TASK — Copy the stretch of items below from the line containing "Return one point per instance of the white blouse" through the line containing "x=501, y=266", keeping every character unchanged and including both of those lines.

DATA EXCERPTS —
· · ·
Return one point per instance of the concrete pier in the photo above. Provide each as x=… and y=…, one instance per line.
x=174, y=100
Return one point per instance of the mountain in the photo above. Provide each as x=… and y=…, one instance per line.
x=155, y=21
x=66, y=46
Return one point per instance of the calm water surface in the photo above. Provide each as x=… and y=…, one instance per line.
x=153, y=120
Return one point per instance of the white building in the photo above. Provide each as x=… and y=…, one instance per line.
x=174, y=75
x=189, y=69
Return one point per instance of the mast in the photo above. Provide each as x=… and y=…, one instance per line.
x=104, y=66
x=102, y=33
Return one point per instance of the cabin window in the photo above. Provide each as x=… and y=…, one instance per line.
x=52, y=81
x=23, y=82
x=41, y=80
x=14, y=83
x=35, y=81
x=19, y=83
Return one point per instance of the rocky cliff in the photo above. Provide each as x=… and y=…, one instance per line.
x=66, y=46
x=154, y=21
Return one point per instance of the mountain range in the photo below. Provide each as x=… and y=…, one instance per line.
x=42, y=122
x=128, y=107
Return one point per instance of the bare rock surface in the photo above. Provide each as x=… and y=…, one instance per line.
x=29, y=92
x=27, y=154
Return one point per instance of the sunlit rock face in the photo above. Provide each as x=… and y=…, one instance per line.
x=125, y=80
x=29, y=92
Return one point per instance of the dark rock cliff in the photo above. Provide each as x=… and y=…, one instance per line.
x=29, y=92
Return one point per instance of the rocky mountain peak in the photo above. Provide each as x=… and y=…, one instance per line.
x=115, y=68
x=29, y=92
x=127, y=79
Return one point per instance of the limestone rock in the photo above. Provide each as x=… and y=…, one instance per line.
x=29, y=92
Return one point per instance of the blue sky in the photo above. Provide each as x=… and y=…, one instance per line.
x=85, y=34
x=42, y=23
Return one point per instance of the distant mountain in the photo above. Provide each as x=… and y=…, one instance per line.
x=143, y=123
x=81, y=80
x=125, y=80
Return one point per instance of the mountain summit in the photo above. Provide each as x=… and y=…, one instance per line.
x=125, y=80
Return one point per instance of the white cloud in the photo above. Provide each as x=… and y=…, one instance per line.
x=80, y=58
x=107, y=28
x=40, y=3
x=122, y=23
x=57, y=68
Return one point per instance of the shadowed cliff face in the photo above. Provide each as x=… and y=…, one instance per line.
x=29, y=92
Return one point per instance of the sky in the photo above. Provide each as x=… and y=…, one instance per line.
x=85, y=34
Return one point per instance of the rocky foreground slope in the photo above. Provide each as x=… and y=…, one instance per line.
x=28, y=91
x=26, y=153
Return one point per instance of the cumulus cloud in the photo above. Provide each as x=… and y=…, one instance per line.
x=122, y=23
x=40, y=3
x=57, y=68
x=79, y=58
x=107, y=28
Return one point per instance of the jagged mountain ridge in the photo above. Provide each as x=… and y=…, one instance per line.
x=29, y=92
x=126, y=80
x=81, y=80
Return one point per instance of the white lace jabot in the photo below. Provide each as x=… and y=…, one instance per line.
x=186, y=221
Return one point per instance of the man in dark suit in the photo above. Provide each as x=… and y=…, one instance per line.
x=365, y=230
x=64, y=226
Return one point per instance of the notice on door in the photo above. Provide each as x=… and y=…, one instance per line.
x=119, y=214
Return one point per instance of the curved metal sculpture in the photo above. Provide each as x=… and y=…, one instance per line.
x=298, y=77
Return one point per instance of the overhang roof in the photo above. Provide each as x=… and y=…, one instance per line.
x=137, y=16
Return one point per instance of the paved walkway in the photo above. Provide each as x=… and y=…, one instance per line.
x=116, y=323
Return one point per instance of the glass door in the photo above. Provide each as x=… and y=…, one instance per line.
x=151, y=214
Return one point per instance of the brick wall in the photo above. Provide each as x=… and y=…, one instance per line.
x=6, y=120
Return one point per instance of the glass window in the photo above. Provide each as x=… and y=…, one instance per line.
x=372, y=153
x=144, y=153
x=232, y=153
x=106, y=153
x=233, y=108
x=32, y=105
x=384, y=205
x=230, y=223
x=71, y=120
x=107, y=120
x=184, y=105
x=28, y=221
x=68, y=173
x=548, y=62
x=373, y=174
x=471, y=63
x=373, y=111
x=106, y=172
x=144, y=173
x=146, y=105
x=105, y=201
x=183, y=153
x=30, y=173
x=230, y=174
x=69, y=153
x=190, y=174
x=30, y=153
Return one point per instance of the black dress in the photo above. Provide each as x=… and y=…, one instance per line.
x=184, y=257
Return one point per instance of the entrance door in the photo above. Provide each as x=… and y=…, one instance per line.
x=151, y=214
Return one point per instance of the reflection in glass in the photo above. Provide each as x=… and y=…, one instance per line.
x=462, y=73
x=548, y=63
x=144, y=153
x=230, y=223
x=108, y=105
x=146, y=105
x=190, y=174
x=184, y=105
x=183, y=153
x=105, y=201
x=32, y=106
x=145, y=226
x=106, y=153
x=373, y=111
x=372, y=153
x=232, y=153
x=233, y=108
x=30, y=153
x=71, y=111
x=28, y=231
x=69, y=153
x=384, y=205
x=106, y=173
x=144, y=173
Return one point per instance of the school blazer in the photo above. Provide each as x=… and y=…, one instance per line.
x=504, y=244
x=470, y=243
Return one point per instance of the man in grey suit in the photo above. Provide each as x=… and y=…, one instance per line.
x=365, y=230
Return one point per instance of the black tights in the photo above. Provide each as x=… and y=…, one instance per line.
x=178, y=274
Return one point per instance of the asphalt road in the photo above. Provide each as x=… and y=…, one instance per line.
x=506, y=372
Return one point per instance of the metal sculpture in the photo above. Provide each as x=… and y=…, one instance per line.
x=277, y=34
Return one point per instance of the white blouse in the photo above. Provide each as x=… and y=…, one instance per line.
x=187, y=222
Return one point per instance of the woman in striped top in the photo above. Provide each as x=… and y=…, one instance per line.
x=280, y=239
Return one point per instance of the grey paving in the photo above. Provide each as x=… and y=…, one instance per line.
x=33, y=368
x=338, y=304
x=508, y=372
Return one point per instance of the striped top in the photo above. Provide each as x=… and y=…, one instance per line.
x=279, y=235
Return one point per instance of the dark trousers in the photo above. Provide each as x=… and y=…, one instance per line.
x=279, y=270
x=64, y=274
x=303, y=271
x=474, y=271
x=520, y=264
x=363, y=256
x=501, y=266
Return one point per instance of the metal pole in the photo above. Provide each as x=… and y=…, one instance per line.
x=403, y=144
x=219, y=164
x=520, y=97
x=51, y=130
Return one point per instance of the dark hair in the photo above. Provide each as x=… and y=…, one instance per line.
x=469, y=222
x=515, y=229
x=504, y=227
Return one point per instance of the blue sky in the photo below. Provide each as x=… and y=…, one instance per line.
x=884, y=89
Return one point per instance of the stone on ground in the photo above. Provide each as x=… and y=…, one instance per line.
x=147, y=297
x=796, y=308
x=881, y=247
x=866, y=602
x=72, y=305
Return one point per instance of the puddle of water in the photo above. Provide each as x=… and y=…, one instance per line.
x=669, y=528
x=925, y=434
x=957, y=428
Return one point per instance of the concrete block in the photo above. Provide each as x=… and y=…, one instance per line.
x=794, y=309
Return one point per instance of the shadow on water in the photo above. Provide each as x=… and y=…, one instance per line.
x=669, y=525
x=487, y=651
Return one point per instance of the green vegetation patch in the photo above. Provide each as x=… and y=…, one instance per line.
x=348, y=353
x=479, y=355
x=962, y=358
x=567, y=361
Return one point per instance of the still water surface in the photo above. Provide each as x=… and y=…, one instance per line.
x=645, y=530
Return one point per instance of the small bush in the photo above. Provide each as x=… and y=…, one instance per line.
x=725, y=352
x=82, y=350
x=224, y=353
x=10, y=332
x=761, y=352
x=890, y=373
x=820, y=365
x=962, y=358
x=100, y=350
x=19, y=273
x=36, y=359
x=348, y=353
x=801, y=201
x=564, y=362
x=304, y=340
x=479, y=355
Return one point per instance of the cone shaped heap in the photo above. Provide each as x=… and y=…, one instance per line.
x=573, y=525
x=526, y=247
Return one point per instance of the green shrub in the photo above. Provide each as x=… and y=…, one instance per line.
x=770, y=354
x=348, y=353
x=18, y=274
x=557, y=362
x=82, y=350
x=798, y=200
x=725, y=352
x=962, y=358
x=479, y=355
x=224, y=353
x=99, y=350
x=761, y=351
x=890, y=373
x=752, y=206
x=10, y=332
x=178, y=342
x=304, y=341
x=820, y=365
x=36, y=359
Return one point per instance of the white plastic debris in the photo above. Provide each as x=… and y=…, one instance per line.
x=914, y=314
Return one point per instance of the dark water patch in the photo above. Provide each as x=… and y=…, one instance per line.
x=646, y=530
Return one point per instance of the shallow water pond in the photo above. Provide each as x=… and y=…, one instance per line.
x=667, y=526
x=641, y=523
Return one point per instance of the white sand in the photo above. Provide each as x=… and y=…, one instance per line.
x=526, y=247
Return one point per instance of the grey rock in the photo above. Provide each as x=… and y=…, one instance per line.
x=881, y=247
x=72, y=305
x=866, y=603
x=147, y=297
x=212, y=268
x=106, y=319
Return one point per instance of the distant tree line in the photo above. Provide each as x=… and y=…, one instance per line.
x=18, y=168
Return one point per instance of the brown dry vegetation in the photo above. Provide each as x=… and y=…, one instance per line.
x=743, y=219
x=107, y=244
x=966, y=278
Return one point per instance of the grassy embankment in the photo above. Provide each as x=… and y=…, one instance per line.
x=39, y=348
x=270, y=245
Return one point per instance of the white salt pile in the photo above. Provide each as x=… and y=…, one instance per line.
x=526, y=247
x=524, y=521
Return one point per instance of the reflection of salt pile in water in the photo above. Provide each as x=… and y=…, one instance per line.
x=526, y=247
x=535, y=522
· · ·
TASK ANSWER —
Return one point per instance of the white blouse in the photo above. Provide each as x=… and y=…, one instance per line.
x=187, y=222
Return one point per instance of the woman in striped top in the photo above. Provide each as x=… and y=…, one instance per line.
x=280, y=239
Return one point per instance of the grey paving in the photo above. Provide each as x=… and y=…, one instance per line.
x=33, y=368
x=338, y=304
x=508, y=372
Return one point per instance of the striped top in the photo above. Provide each as x=… and y=…, one instance per line.
x=279, y=235
Return one point per instance of the dark trousers in the photo above. Provide each as x=… and y=…, one instance per line.
x=279, y=270
x=64, y=274
x=303, y=271
x=474, y=271
x=520, y=264
x=363, y=256
x=501, y=266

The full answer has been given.